[To do]: The data must be returned exactly. No line may be left out.

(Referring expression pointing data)
━━━━━━━━━━━━━━━━━━━━━━━━━━━━━━
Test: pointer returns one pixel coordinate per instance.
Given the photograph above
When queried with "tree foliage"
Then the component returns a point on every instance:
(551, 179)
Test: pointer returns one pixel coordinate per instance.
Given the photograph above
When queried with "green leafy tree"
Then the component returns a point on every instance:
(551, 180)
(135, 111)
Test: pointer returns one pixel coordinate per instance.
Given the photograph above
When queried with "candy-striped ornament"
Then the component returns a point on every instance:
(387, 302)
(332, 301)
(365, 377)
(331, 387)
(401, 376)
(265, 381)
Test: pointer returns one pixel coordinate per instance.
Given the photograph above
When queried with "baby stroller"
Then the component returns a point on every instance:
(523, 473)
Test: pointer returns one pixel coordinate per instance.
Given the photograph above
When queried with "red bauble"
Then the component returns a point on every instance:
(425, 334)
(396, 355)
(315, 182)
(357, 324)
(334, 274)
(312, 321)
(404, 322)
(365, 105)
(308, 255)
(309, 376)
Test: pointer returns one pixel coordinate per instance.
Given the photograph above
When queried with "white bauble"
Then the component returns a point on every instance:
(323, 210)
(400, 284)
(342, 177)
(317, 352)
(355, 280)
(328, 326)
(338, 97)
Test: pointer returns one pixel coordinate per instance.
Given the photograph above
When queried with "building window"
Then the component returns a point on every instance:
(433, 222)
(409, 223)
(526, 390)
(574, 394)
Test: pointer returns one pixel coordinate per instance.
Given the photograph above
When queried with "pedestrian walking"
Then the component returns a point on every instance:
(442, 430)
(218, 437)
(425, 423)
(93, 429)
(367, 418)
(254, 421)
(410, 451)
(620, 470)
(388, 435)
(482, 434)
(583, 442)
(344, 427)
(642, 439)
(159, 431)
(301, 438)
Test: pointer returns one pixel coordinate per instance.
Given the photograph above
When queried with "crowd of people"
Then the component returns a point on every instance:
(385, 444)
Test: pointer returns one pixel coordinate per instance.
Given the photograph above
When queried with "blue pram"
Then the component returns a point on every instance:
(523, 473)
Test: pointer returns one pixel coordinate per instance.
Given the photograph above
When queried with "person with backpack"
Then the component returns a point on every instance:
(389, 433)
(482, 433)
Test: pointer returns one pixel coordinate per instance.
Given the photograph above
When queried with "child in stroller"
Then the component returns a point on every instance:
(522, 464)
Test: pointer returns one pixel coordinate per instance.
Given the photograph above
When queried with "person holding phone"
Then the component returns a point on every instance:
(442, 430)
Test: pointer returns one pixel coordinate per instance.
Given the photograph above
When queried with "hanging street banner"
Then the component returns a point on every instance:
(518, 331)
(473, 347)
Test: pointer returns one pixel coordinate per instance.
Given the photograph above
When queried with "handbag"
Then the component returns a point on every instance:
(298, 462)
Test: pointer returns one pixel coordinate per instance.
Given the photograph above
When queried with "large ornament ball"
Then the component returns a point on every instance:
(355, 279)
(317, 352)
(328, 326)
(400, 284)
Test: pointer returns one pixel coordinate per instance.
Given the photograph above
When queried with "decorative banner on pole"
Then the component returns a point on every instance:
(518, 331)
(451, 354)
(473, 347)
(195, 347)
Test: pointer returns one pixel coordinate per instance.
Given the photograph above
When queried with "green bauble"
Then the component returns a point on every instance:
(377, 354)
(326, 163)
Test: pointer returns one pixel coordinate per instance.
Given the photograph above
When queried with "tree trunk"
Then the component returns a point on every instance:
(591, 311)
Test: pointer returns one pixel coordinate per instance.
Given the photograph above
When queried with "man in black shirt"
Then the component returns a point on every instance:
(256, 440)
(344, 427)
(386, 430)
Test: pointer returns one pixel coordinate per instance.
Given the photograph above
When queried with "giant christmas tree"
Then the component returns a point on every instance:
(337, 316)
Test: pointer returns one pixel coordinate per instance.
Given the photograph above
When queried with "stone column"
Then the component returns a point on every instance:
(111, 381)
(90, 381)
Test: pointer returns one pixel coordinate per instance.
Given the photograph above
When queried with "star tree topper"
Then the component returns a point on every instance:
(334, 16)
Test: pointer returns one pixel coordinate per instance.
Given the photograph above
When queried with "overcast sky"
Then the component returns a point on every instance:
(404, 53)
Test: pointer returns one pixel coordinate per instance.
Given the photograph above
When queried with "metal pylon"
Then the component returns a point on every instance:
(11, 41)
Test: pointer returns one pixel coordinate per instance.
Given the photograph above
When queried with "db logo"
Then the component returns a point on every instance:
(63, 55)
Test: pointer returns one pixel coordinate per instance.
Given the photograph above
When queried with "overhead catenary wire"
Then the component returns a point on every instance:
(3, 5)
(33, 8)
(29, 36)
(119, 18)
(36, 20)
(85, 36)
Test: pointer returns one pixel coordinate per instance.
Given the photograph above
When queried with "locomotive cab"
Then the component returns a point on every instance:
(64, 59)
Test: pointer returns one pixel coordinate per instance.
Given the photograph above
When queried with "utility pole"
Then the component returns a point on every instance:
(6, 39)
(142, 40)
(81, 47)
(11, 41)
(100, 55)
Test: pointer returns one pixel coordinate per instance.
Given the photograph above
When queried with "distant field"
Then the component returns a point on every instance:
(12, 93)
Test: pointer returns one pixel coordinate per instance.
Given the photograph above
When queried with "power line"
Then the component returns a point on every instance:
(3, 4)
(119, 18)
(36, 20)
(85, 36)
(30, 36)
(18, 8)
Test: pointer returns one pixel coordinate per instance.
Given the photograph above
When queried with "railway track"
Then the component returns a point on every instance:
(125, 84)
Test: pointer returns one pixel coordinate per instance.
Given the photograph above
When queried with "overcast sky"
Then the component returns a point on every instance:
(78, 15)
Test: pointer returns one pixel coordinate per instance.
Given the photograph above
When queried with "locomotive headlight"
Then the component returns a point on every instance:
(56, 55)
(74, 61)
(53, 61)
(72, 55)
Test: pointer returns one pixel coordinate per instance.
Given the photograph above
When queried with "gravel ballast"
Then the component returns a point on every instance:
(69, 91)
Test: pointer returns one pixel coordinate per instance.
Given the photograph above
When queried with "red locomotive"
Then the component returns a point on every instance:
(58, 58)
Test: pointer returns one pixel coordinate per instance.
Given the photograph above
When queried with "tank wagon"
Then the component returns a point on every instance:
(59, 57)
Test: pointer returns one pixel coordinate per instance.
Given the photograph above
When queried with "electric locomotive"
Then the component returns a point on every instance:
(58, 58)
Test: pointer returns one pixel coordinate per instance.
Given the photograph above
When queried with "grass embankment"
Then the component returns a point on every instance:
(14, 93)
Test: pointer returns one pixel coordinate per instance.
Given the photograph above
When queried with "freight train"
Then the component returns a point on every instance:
━━━━━━━━━━━━━━━━━━━━━━━━━━━━━━
[Reply]:
Test: pointer returns one pixel coordinate per instance.
Given the photograph above
When queried with "tree foliage"
Then the component returns a point on every instance:
(551, 179)
Test: pointer returns one pixel coordinate per instance.
Given the photograph above
When queried with "green leafy tree"
Then the component returns a point on every instance:
(551, 180)
(135, 111)
Test: pointer returns one pixel coordinate per instance.
Given the photograph above
When queried with "candy-striped ornament"
Then the component returns a point on every instance:
(387, 302)
(332, 301)
(365, 377)
(331, 387)
(401, 376)
(265, 381)
Test: pointer returns one pixel coordinate per instance.
Given the photograph above
When queried with "baby stroller"
Then the component returns a point on every instance:
(523, 473)
Test: pointer returns one pixel coordinate per instance.
Given the photograph above
When queried with "red bauble"
Then the component returns a point on every instance:
(425, 334)
(396, 355)
(315, 182)
(357, 324)
(334, 274)
(312, 321)
(404, 322)
(365, 105)
(308, 255)
(309, 376)
Test: pointer returns one pixel coordinate per instance.
Given the photograph above
When queried with "white bauble"
Then the component returns a point on every instance:
(323, 210)
(400, 284)
(342, 177)
(317, 352)
(355, 280)
(328, 326)
(338, 97)
Test: pointer returns one pixel coordinate per instance.
Given the photograph above
When queried with "building window"
Then the component returns a point on every instance:
(433, 222)
(409, 223)
(526, 390)
(574, 394)
Test: pointer returns one pixel coordinate per instance.
Given the photograph above
When queried with "pedestrian walking"
Then the component returns a point on every instance:
(442, 430)
(218, 437)
(425, 423)
(93, 429)
(367, 418)
(254, 421)
(410, 451)
(620, 470)
(388, 435)
(482, 434)
(583, 442)
(344, 427)
(642, 439)
(159, 431)
(301, 438)
Test: pointer returns one pixel coordinate per instance.
Given the photograph above
When queried with "crowd of people"
Then the component returns a point on every instance:
(385, 444)
Test: pointer returns one pixel coordinate per instance.
Given the photograph above
When queried with "blue pram"
Then the component returns a point on every instance:
(523, 473)
Test: pointer returns one pixel coordinate per instance.
Given the photograph above
When queried with "person with backpack"
Then the component returns a point on every instance:
(389, 433)
(482, 433)
Test: pointer returns one pixel coordinate per instance.
Given the photograph above
When queried with "child in stroller"
Then the component returns a point on every instance:
(522, 464)
Test: pointer returns one pixel coordinate per instance.
Given the photograph above
When queried with "person holding phone"
Then the component returns a point on every instance:
(442, 430)
Test: pointer returns one pixel coordinate per instance.
Given the photograph above
When queried with "hanging street banner"
Then the component returns a point on every instance:
(518, 331)
(473, 347)
Test: pointer returns one pixel coordinate per instance.
Given the photograph above
When queried with "handbag"
Then the component returns a point on every instance:
(298, 462)
Test: pointer returns one pixel coordinate per instance.
Given the photograph above
When queried with "large ornament ball"
Then the component returns a point on every instance:
(355, 279)
(317, 352)
(328, 326)
(400, 284)
Test: pointer returns one pixel coordinate per instance.
Given the photograph above
When queried with "decorative banner on pole"
Then the component returns a point on every instance:
(518, 331)
(451, 354)
(473, 347)
(195, 347)
Test: pointer returns one pixel coordinate per instance.
Given the photograph above
When queried with "green bauble"
Then the component returns a point on every instance:
(377, 354)
(326, 163)
Test: pointer returns one pixel coordinate per instance.
Given the photograph above
When queried with "tree trunk"
Then the component returns a point on every instance:
(591, 311)
Test: pointer returns one pixel coordinate per instance.
Given the photograph above
When queried with "man in black shirt"
Then the component returns a point on every instance:
(256, 440)
(344, 427)
(386, 430)
Test: pointer returns one pixel coordinate per instance.
Given the photograph above
When queried with "giant christmas tree"
Then the component returns a point on every instance:
(337, 316)
Test: pointer returns one pixel coordinate per instance.
Given the photograph above
When queried with "stone column"
Then the component returns a point on every instance:
(111, 381)
(90, 381)
Test: pointer returns one pixel coordinate per instance.
Given the photograph above
When queried with "star tree topper"
Then the component returns a point on every instance:
(334, 16)
Test: pointer returns one pixel coordinate per instance.
Given the photograph above
When queried with "overcast sky"
Then the component returns a point on every instance:
(404, 53)
Test: pointer returns one pixel coordinate per instance.
Given the photograph above
When queried with "metal pylon"
Then the component returns a point on every instance:
(11, 41)
Test: pointer returns one pixel coordinate per instance.
Given the photograph above
When queried with "db logo"
Then the component returns a point on every instance:
(63, 55)
Test: pointer returns one pixel coordinate per instance.
Given the photograph above
When queried with "overhead catenary wire"
Then the component returns a point on every instance:
(3, 5)
(33, 8)
(29, 36)
(119, 18)
(36, 20)
(85, 36)
Test: pointer returns one pixel coordinate per instance.
Given the photograph above
When queried with "locomotive cab"
Then the component returns a point on every instance:
(64, 59)
Test: pointer returns one pixel coordinate per instance.
Given the photograph above
When queried with "utility pole"
Then the component returns a point on every instance:
(6, 39)
(142, 40)
(81, 47)
(11, 41)
(100, 55)
Test: pointer returns one pixel coordinate per instance.
Given the photograph above
When queried with "distant field"
Then the component returns a point on every instance:
(12, 93)
Test: pointer returns one pixel coordinate per instance.
Given the photograph above
When queried with "power line"
Then the component returns a point on every instance:
(3, 4)
(119, 18)
(36, 20)
(85, 36)
(30, 36)
(18, 8)
Test: pointer returns one pixel coordinate per instance.
Given the photograph above
When queried with "railway track"
Then the component returns a point on every instance:
(125, 84)
Test: pointer returns one pixel coordinate per instance.
Given the photograph above
When queried with "overcast sky"
Then the component returns a point on every instance:
(78, 15)
Test: pointer returns one pixel coordinate per instance.
Given the photograph above
When queried with "locomotive headlight"
Then the component returns a point on every instance:
(56, 55)
(74, 61)
(53, 61)
(72, 55)
Test: pointer returns one pixel coordinate per instance.
Given the photograph above
When queried with "gravel ballast"
Then the component returns a point on every instance:
(69, 91)
Test: pointer returns one pixel coordinate per instance.
Given the photograph above
When queried with "red locomotive"
Then the component returns a point on every instance:
(58, 58)
Test: pointer returns one pixel coordinate per instance.
Given the photograph above
When queried with "tank wagon"
Then the component returns a point on every instance:
(59, 57)
Test: pointer returns one pixel coordinate per instance.
Given the photograph above
When queried with "electric locomotive"
Then the component returns a point on every instance:
(58, 58)
Test: pointer returns one pixel coordinate per instance.
Given the photograph above
When queried with "grass embankment"
Then the component returns a point on every instance:
(14, 93)
Test: pointer returns one pixel coordinate per instance.
Given the photograph above
When queried with "freight train"
Then the component returns a point on every instance:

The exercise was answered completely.